* Begin Given passage *
Data Protection¶

HCP provides multiple mechanisms for protecting data against loss, corruption, and unauthorized modification. Each mechanism addresses a different concern — understanding when to use each one is key to designing a robust data management strategy.

graph TD
    subgraph "What could go wrong?"
        DISK["Disk failure"]
        SITE["Site goes down"]
        HUMAN["Accidental deletion"]
        LEGAL["Regulatory audit"]
    end

    subgraph "HCP Protection Mechanisms"
        SP["Service Plans<br/>copy count + placement"]
        EC["Erasure Coding<br/>fragment distribution"]
        REPL["Replication<br/>geo-redundancy"]
        RET["Retention<br/>deletion prevention"]
        COMP["Compliance Mode<br/>irrevocable protection"]
    end

    DISK --> SP
    SITE --> EC
    SITE --> REPL
    HUMAN --> RET
    LEGAL --> COMP

See HCP Concepts for the introductory overview of these mechanisms.
* End Given passage *
* Begin Data *
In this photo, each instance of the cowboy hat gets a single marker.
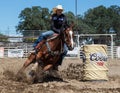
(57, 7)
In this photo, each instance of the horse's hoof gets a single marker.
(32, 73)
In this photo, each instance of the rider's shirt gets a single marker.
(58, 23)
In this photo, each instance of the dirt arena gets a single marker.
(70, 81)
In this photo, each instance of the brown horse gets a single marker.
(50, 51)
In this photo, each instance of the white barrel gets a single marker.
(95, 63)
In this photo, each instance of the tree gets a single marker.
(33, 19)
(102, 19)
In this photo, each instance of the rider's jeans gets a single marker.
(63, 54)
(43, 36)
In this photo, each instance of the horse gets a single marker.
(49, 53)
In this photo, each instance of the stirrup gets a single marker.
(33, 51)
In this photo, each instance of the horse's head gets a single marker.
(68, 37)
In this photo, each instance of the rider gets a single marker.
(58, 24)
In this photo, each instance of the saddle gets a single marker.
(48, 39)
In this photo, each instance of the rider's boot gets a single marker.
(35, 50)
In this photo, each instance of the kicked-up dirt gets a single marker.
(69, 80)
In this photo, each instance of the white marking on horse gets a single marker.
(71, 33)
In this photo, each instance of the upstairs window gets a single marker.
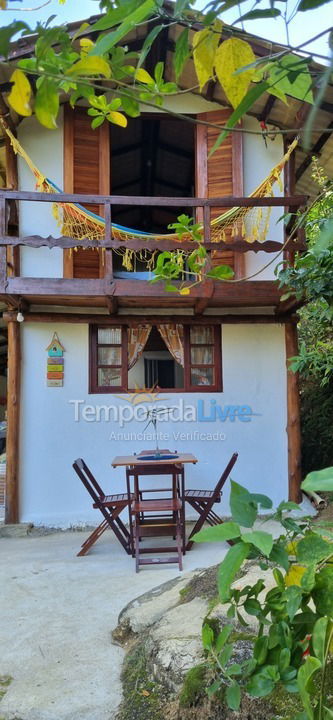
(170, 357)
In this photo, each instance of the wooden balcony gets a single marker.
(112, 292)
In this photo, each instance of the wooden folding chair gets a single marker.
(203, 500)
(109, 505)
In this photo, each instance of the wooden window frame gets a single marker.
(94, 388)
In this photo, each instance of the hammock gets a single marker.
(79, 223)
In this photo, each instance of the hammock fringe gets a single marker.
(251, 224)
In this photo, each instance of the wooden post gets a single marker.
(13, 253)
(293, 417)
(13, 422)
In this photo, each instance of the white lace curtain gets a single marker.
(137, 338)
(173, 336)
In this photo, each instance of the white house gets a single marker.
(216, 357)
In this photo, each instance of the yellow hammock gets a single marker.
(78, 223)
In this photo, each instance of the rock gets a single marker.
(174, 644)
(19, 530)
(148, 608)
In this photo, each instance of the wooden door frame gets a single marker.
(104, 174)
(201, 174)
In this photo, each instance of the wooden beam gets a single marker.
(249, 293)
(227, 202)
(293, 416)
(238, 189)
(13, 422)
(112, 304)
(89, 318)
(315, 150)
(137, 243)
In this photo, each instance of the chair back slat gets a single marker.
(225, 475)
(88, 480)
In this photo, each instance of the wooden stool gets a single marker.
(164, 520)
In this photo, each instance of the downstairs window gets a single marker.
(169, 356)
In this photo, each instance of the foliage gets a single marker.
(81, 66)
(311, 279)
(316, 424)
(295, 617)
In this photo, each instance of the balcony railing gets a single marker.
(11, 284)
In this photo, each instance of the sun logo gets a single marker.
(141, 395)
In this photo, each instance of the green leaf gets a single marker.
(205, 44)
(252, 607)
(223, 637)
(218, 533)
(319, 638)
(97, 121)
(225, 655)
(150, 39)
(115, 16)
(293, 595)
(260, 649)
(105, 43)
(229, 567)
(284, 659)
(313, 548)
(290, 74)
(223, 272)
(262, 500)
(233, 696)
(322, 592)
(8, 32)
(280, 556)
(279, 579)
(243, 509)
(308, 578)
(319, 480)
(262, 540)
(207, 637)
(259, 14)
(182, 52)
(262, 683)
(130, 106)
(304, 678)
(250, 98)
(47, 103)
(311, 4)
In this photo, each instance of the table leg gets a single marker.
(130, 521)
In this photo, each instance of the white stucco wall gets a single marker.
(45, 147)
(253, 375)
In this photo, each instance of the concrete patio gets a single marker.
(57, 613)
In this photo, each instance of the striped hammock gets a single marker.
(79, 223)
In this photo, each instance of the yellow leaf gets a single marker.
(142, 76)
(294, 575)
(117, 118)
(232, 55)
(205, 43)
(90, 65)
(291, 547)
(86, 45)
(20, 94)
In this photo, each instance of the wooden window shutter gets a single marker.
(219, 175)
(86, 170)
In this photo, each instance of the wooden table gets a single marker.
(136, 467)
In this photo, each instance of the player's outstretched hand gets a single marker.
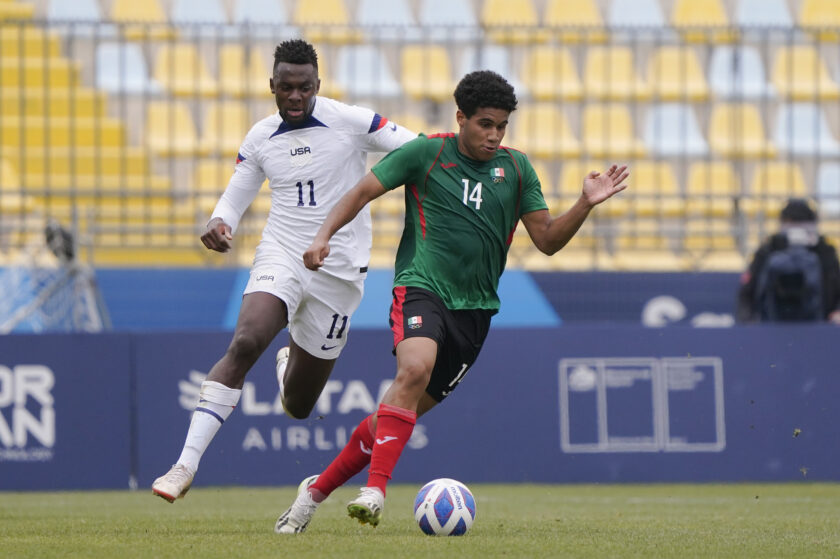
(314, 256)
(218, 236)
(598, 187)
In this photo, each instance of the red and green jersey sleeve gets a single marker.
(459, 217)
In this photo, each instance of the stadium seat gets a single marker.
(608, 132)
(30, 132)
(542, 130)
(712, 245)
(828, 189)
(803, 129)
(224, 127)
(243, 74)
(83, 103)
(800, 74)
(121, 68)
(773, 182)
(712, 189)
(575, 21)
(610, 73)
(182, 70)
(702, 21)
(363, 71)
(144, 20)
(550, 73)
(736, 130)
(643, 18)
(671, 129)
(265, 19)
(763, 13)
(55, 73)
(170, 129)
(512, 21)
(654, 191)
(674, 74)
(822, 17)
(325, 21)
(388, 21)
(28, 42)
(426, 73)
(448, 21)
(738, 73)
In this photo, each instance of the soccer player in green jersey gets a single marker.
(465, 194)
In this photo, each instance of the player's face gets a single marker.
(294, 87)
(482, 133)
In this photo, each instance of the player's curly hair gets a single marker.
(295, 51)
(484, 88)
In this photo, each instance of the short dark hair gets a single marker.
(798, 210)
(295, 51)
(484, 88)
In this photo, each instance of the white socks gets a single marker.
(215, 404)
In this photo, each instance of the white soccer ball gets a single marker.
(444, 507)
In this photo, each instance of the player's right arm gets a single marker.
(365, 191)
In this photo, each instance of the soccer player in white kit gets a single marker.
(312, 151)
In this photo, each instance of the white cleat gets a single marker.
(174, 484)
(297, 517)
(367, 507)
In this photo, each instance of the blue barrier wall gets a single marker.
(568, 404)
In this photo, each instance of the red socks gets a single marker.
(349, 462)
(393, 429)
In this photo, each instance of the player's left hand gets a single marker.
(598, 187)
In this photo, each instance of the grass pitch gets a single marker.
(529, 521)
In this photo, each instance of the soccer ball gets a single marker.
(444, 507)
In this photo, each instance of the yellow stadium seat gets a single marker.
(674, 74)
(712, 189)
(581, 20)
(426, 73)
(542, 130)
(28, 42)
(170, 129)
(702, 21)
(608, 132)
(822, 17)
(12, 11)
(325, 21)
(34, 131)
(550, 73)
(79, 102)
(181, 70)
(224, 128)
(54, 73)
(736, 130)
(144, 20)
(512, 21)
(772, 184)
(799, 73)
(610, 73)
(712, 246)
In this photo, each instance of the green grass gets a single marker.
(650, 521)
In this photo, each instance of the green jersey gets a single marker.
* End Data *
* Required task 1
In the HCP data protection text, write out the span starting with "HCP provides multiple" and going on through "data management strategy.", with "corruption" swapped for "degradation".
* Required task 2
Write the next part of the HCP data protection text, picking up after its final line.
The listing was drawn from a separate source.

* Expected output 1
HCP provides multiple mechanisms for protecting data against loss, degradation, and unauthorized modification. Each mechanism addresses a different concern — understanding when to use each one is key to designing a robust data management strategy.

* Expected output 2
Erasure Coding¶

Erasure coding is HCP's method for distributing data across multiple geographically separated HCP systems with lower storage overhead than full replication.

How It Works¶

The core idea is simple: instead of keeping complete copies of every object on multiple systems (which doubles or triples storage), erasure coding breaks each object into smaller data fragments and adds parity fragments for redundancy. Any subset of the fragments can reconstruct the original object — so if one system fails, nothing is lost.

Think of it like a RAID array, but across geographically separated data centers instead of disks in a single server.

graph LR
    subgraph "Traditional Replication (3x storage)"
        R_OBJ["100 MB Object"]
        R_OBJ --> R1["Full Copy<br/>System A<br/>100 MB"]
        R_OBJ --> R2["Full Copy<br/>System B<br/>100 MB"]
        R_OBJ --> R3["Full Copy<br/>System C<br/>100 MB"]
    end

graph LR
    subgraph "Erasure Coding (~1.5x storage)"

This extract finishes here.